◆ **Text zur Analyse**
Grün, soweit das Auge reicht. So sieht es aus, wenn man über die Regenwälder Guatemalas fliegt. «Das Blattwerk sieht aus wie Brokkoli», sagt die Maya-Spezialistin Anabel Ford. Auch am Boden sehe man oft nur ein paar Meter weit.
Viele glauben, eine Zivilisation im tropischen Urwald sei schlicht unmöglich, so Forscher Marcello Canuto: «Im Englischen pflegt man zu sagen: Zivilisationen gehen in den Dschungel, um zu sterben.»
Die Maya als Gegenbeispiel
Die Zivilisation der Maya beweist das Gegenteil: Sie war hoch entwickelt und städtisch organisiert – mitten im Regenwald. Marcello Canuto konnte das mit einem internationalen Team eindrucksvoll belegen.
Bisher waren von den Maya vor allem einzelne Stätten bekannt wie der Touristenmagnet Tikal mit seinen Tempel- und Palastanlagen. Nun legen die Forscher eine Gesamtschau vor – von einem Gebiet so gross wie nie geahnt.

◆ **Auftrag A**
Nenne alle Personen und Orte, die der Text über die Maya mit Eigennamen erwähnt.
◆ **Auftrag B**
Gib den Abschnitt des Textes über die Maya wieder, beginnend mit „Die Maya als“ und weiter bis „Team eindrucksvoll belegen.“, und ersetze darin „Regenwald“ durch „Urwald“.
◆ **Auftrag C**
Schreibe den Text über die Maya im Regenwald nach seinem letzten Satz weiter.
Die Einträge sind eigenständiges Material und gehören nicht zum Text.

◆ **Datenliste**
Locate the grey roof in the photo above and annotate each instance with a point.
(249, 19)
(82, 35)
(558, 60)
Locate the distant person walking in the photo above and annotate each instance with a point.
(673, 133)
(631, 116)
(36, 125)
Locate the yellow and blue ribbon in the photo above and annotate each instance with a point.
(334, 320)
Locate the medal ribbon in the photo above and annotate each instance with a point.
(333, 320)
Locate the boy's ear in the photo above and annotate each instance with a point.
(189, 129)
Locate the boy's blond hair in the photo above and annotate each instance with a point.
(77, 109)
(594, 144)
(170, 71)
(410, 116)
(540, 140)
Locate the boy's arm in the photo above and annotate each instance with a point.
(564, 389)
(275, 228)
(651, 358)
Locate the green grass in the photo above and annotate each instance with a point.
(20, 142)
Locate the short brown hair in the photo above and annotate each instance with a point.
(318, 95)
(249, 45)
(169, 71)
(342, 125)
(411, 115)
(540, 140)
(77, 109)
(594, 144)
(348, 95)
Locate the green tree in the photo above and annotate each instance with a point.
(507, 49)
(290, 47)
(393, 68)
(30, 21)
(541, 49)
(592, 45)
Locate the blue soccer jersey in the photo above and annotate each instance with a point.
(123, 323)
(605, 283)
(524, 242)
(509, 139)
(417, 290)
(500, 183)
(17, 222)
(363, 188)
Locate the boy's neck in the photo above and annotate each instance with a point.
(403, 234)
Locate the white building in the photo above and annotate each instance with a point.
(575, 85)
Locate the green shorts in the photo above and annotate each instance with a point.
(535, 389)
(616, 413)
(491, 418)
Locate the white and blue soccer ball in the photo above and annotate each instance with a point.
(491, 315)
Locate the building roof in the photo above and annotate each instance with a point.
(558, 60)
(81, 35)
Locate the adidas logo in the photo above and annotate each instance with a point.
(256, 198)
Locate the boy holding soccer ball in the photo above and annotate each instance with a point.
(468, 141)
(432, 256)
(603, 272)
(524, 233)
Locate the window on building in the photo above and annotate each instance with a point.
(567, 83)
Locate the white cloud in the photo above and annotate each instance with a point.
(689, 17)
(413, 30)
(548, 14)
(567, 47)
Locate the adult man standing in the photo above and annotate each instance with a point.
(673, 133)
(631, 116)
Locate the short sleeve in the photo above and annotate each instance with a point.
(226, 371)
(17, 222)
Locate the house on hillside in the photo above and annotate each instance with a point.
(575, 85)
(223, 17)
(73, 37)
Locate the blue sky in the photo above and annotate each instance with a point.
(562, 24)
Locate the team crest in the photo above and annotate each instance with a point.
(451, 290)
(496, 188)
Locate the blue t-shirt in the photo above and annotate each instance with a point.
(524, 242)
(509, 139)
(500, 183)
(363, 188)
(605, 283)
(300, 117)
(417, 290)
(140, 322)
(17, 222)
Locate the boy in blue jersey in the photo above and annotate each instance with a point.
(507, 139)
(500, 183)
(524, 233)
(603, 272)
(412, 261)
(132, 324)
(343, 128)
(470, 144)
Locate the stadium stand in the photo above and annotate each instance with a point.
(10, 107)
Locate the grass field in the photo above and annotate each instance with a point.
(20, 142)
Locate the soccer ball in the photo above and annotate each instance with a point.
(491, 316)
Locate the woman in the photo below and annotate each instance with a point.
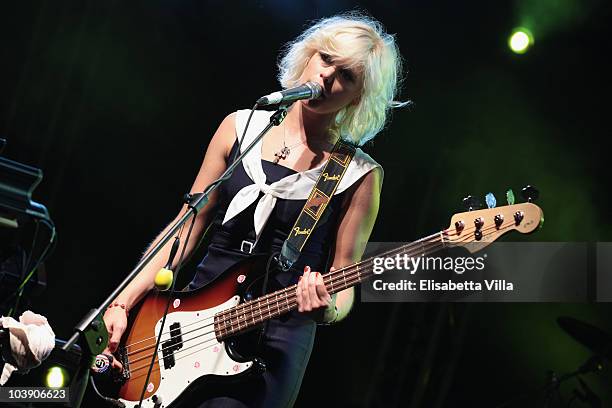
(357, 66)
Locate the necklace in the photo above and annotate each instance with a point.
(285, 150)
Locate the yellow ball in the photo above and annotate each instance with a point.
(163, 279)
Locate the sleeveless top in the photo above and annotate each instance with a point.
(260, 203)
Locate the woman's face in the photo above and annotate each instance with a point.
(341, 85)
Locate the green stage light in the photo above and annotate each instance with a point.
(56, 377)
(520, 40)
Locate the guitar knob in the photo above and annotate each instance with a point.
(459, 226)
(518, 217)
(471, 203)
(530, 193)
(499, 219)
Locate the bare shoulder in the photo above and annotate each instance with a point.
(224, 137)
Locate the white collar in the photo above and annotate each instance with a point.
(292, 187)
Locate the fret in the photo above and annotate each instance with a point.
(269, 311)
(230, 322)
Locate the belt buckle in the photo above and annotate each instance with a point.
(248, 244)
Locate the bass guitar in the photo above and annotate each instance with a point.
(196, 345)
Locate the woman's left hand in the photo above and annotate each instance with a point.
(313, 297)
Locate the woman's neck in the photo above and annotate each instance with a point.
(309, 126)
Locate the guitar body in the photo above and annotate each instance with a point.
(190, 354)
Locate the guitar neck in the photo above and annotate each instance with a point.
(247, 315)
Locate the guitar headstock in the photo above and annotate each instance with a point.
(479, 228)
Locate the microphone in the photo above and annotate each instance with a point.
(165, 276)
(309, 90)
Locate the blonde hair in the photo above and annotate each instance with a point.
(362, 42)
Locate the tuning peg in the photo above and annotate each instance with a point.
(510, 197)
(490, 200)
(530, 193)
(471, 203)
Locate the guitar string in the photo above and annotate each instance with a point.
(242, 306)
(292, 302)
(235, 311)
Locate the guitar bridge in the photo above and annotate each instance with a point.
(124, 375)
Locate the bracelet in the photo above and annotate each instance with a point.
(117, 304)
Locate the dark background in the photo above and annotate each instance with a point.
(116, 102)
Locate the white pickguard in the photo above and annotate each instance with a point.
(200, 355)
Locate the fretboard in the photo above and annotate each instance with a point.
(245, 316)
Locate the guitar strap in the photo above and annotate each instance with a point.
(317, 201)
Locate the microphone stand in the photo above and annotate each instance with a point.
(91, 330)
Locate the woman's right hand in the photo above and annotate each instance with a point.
(115, 319)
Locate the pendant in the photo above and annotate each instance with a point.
(282, 154)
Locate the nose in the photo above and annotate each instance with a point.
(328, 73)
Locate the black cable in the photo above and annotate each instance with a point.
(161, 329)
(264, 290)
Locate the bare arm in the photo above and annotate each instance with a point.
(213, 165)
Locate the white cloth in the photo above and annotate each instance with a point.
(31, 340)
(293, 187)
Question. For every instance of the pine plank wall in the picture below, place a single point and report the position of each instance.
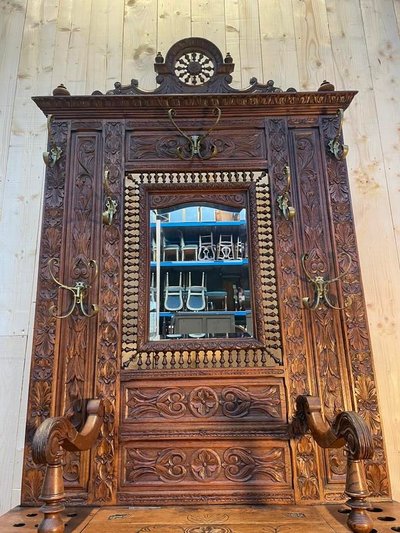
(90, 44)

◆ **Deine Antwort A**
Anabel Ford, Marcello Canuto, Guatemala, Tikal

◆ **Deine Antwort B**
Die Maya als Gegenbeispiel
Die Zivilisation der Maya beweist das Gegenteil: Sie war hoch entwickelt und städtisch organisiert – mitten im Urwald. Marcello Canuto konnte das mit einem internationalen Team eindrucksvoll belegen.

◆ **Deine Antwort C**
Über 60'000 bauliche Strukturen
Vom Flugzeug aus wurden 2000 Quadratkilometer Regenwald in Guatemala und Mexiko untersucht – mit einem Lidar. Dieser Lidar sendet Laserstrahlen aus, die durch das «Brokkoliblattwerk» bis zum Boden hindurchgehen.
So könne man in speziellen Karten Boden-Erhebungen sichtbar machen, erklärt der Forscher der amerikanischen Universität Tulane.
Auf solchen «Bodenkarten» registrierten die Forscher die Konturen von über 60'000 baulichen Strukturen – Häuser, Befestigungsanlagen, Bewässerungskanäle, Paläste und Strassen.
Eine vernetzte Stadtlandschaft
Das Meiste stammt aus der Zeit zwischen 600 und 800 nach Christus, aus der späten Blütezeit in der Geschichte der Maya. Damals lebte dieses untergegangene Volk in einer vernetzten Stadtlandschaft, zeigen die Lidardaten.
Es gab eher wenige rein ländliche Gebiete, dafür viele kleine und grosse Städte. Im Urwald lebten ganz offensichtlich sehr viel mehr Menschen als lange gedacht.
Sehr dicht besiedelt
«Etwa sieben bis elf Millionen Menschen haben vermutlich damals im gesamten Maya-Tiefland in Mittelamerika gelebt», schätzt Marcello Canuto. Dieses Gebiet umfasst etwa zweimal die Fläche der heutigen Schweiz.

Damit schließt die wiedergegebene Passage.